> _YOUR GOAL_: Swap every "exterior ring" in these lines for "outer ring" and give the lines back with nothing else changed.
** start RECORDS PROVIDED **
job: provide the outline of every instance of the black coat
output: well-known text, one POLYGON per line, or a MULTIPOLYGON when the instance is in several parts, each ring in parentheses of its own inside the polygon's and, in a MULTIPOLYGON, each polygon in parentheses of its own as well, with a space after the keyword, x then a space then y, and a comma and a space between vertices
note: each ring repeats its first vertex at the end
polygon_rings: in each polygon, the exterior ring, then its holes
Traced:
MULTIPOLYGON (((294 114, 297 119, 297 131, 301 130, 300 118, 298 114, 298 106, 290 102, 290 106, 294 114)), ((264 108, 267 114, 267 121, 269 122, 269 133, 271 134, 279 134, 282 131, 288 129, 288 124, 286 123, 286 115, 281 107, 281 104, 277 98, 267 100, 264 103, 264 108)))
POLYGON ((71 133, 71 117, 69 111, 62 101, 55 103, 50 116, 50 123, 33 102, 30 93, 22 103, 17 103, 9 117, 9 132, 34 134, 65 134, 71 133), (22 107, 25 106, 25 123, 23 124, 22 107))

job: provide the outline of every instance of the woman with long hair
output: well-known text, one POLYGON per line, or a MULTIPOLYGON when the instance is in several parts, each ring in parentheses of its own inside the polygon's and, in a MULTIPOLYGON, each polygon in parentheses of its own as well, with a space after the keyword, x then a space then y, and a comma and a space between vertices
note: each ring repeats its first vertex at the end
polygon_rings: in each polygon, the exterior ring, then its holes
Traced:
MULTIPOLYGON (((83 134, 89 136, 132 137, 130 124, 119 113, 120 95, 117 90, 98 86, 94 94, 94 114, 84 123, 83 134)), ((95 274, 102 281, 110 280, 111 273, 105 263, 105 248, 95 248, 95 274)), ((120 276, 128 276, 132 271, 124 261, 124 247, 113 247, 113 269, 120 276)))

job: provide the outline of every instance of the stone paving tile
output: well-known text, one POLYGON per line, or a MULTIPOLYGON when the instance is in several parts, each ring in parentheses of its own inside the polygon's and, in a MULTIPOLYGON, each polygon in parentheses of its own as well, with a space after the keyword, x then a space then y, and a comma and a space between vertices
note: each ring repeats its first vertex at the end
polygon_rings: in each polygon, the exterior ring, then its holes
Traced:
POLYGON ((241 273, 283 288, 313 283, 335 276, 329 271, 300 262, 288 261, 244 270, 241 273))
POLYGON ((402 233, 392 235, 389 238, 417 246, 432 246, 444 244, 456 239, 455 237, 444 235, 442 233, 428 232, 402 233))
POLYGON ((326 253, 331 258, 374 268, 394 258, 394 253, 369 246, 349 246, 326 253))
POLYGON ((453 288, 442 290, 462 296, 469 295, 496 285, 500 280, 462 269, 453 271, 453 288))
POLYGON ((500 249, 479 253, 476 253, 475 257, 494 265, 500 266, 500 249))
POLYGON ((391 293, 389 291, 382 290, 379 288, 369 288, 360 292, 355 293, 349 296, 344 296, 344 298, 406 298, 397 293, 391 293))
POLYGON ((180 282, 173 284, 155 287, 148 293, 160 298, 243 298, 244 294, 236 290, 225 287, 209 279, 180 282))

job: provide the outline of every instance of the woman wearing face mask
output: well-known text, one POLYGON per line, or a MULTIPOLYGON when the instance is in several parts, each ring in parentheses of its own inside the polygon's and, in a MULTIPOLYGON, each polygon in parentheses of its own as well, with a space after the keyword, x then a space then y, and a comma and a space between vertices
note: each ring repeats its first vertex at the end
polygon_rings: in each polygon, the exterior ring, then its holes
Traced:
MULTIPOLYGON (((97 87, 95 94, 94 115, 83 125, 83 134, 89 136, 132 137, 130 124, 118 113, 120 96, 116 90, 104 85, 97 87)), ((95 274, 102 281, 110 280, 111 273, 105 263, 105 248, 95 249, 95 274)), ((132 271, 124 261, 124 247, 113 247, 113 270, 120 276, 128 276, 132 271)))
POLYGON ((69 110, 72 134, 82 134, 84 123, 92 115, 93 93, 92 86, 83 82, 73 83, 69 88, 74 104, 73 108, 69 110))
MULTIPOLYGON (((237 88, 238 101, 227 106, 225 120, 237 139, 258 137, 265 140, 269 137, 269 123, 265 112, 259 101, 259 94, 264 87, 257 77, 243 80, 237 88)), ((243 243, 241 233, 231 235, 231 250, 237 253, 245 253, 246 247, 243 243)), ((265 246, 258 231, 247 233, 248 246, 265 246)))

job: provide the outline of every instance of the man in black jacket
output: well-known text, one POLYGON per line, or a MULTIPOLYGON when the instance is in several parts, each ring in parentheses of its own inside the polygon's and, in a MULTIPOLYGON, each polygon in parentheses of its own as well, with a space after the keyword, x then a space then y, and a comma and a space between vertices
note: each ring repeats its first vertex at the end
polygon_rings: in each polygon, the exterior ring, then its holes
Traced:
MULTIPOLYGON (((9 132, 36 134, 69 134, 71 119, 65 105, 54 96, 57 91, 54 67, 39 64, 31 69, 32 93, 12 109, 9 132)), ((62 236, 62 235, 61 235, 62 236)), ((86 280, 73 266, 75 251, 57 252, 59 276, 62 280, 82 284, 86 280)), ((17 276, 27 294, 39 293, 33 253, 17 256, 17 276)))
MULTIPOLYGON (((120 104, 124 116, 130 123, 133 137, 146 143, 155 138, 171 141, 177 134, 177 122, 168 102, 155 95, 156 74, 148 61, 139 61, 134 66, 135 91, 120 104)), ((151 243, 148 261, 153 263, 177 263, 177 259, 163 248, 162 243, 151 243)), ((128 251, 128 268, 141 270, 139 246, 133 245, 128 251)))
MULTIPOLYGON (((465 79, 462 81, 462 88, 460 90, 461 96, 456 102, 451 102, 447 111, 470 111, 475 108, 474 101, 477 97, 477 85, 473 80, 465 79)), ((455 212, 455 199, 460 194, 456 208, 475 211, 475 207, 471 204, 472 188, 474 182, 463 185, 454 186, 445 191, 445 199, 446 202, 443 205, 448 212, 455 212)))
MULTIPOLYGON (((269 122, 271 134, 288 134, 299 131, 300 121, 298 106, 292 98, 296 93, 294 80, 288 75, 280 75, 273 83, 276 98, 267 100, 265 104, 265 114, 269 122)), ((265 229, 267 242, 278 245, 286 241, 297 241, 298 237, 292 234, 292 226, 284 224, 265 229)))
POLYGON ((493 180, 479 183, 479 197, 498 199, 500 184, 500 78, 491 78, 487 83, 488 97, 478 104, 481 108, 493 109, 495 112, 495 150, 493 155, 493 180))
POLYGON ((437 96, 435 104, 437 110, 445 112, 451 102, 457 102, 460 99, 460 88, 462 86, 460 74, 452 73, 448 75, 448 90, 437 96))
** end RECORDS PROVIDED **
> _THE OUTPUT_:
job: provide the outline of every instance of the black coat
output: well-known text, one POLYGON per line, or a MULTIPOLYGON when the instance is in several parts, each ring in parentheses of its own inside the polygon's and, in a MULTIPOLYGON, each polygon in parentheses of its own as well, with a space after the keyword, x then a space then y, and a comma and a space between vertices
note: each ring repeats its first vertex at the end
polygon_rings: in each polygon, the outer ring, then its holes
Traced:
MULTIPOLYGON (((294 114, 297 119, 297 131, 301 130, 300 118, 298 114, 298 106, 290 102, 290 106, 294 114)), ((264 108, 267 114, 267 121, 269 122, 269 133, 271 134, 279 134, 282 131, 288 129, 288 124, 286 123, 286 115, 281 107, 281 104, 277 98, 267 100, 264 103, 264 108)))
POLYGON ((71 133, 71 117, 69 111, 62 101, 55 103, 50 116, 50 123, 33 102, 30 93, 22 103, 17 103, 9 117, 9 132, 34 134, 65 134, 71 133), (22 107, 25 106, 25 123, 23 124, 22 107))

job: provide the outline of every instance of the woman with long hair
output: well-known text, one POLYGON per line, or a MULTIPOLYGON when the instance is in several parts, each ring in parentheses of its own inside the polygon's and, in a MULTIPOLYGON, each polygon in parentheses of its own as well, with a space after the keyword, x then a space then y, and a comma and a space between vertices
note: each ring repeats its first vertex at the end
polygon_rings: in each polygon, the outer ring, then its holes
Traced:
MULTIPOLYGON (((83 134, 89 136, 132 137, 130 124, 119 113, 120 95, 117 90, 98 86, 94 94, 94 114, 84 123, 83 134)), ((95 274, 102 281, 110 280, 111 273, 105 263, 105 248, 95 248, 95 274)), ((120 276, 128 276, 132 271, 124 261, 124 247, 113 247, 113 269, 120 276)))

job: provide the outline of every instance of the stone paving tile
output: well-known text, one POLYGON per line, or a MULTIPOLYGON when the instance is in several parts, each ring in parentheses of its own inside the polygon's and, in a MULTIPOLYGON, each polygon in parentheses of its own as well, with a space after the keyword, x then a space then y, and a comma and a space between vertices
note: each ring repeats its first vertex at the end
polygon_rings: in each polygon, the outer ring, then its holes
Traced:
POLYGON ((241 273, 283 288, 313 283, 335 276, 329 271, 300 262, 288 261, 244 270, 241 273))
POLYGON ((402 233, 392 235, 389 238, 417 246, 432 246, 444 244, 456 239, 455 237, 444 235, 442 233, 428 232, 402 233))
POLYGON ((326 253, 331 258, 374 268, 394 258, 394 253, 369 246, 349 246, 326 253))
POLYGON ((453 288, 442 290, 462 296, 469 295, 496 285, 500 280, 462 269, 453 271, 453 288))
POLYGON ((500 249, 479 253, 476 253, 475 257, 494 265, 500 266, 500 249))
POLYGON ((391 293, 389 291, 382 290, 379 288, 369 288, 360 292, 355 293, 349 296, 344 296, 344 298, 406 298, 397 293, 391 293))
POLYGON ((180 282, 173 284, 155 287, 148 293, 160 298, 243 298, 244 294, 236 290, 225 287, 209 279, 180 282))

job: provide the outline of every instance of the woman wearing face mask
output: well-known text, one POLYGON per line, or a MULTIPOLYGON when the instance is in several parts, each ring in parentheses of its own inside the polygon's and, in a MULTIPOLYGON, each polygon in parentheses of its own as well, with a space after the keyword, x then a space then y, and a comma and a space between vertices
note: each ring repeats its first vertex at the end
polygon_rings: in each polygon, the outer ring, then its holes
Traced:
MULTIPOLYGON (((97 87, 95 94, 94 115, 83 125, 83 134, 89 136, 132 137, 130 124, 118 113, 120 96, 116 90, 104 85, 97 87)), ((95 274, 102 281, 110 280, 111 273, 105 263, 105 248, 95 249, 95 274)), ((132 271, 124 261, 124 247, 113 247, 113 270, 120 276, 128 276, 132 271)))
POLYGON ((69 110, 72 134, 82 134, 84 123, 92 115, 93 93, 92 86, 83 82, 73 83, 69 88, 74 104, 73 108, 69 110))
MULTIPOLYGON (((237 88, 238 101, 227 106, 225 120, 237 139, 258 137, 265 140, 269 137, 269 123, 265 112, 259 101, 259 94, 264 87, 257 77, 243 80, 237 88)), ((243 243, 241 233, 231 235, 231 250, 237 253, 245 253, 246 247, 243 243)), ((265 246, 258 231, 247 233, 248 246, 265 246)))

job: provide the outline of every instance of the man in black jacket
output: well-known text, one POLYGON per line, or a MULTIPOLYGON when the instance is in several parts, each ring in parentheses of its own inside the polygon's and, in a MULTIPOLYGON, each polygon in parentheses of its own as well, with a space after the keyword, x then a space then y, and a comma and a space between vertices
note: each ring repeats its first vertex at the end
polygon_rings: in each polygon, the outer ring, then its holes
Traced:
MULTIPOLYGON (((9 132, 36 134, 69 134, 71 119, 65 105, 54 96, 57 91, 54 67, 39 64, 31 69, 32 93, 12 109, 9 132)), ((62 236, 62 235, 61 235, 62 236)), ((86 280, 73 266, 75 251, 57 252, 59 276, 62 280, 82 284, 86 280)), ((17 276, 27 294, 39 293, 33 253, 17 256, 17 276)))
MULTIPOLYGON (((120 104, 124 116, 130 123, 133 137, 146 143, 155 138, 171 141, 177 134, 177 122, 168 102, 155 95, 156 74, 148 61, 139 61, 134 66, 135 91, 120 104)), ((151 243, 148 261, 153 263, 177 263, 177 259, 163 248, 162 243, 151 243)), ((128 251, 128 268, 141 270, 139 246, 133 245, 128 251)))
MULTIPOLYGON (((465 79, 462 81, 462 88, 460 90, 461 96, 456 102, 451 102, 447 111, 470 111, 475 108, 474 101, 477 97, 477 85, 473 80, 465 79)), ((455 212, 455 199, 460 194, 456 208, 475 211, 475 207, 471 204, 472 188, 474 182, 463 185, 454 186, 445 191, 445 199, 446 202, 443 205, 448 212, 455 212)))
MULTIPOLYGON (((269 122, 271 134, 288 134, 299 131, 300 121, 298 106, 292 98, 296 93, 294 80, 288 75, 280 75, 273 83, 276 98, 267 100, 265 104, 265 114, 269 122)), ((265 229, 267 242, 278 245, 286 241, 297 241, 298 237, 292 234, 292 226, 284 224, 265 229)))
POLYGON ((493 180, 479 183, 479 197, 498 199, 500 184, 500 78, 491 78, 487 83, 488 97, 478 104, 481 108, 493 109, 495 112, 495 150, 493 155, 493 180))
POLYGON ((437 96, 435 104, 437 110, 445 112, 451 102, 457 102, 460 99, 460 88, 462 86, 460 74, 452 73, 448 75, 448 90, 437 96))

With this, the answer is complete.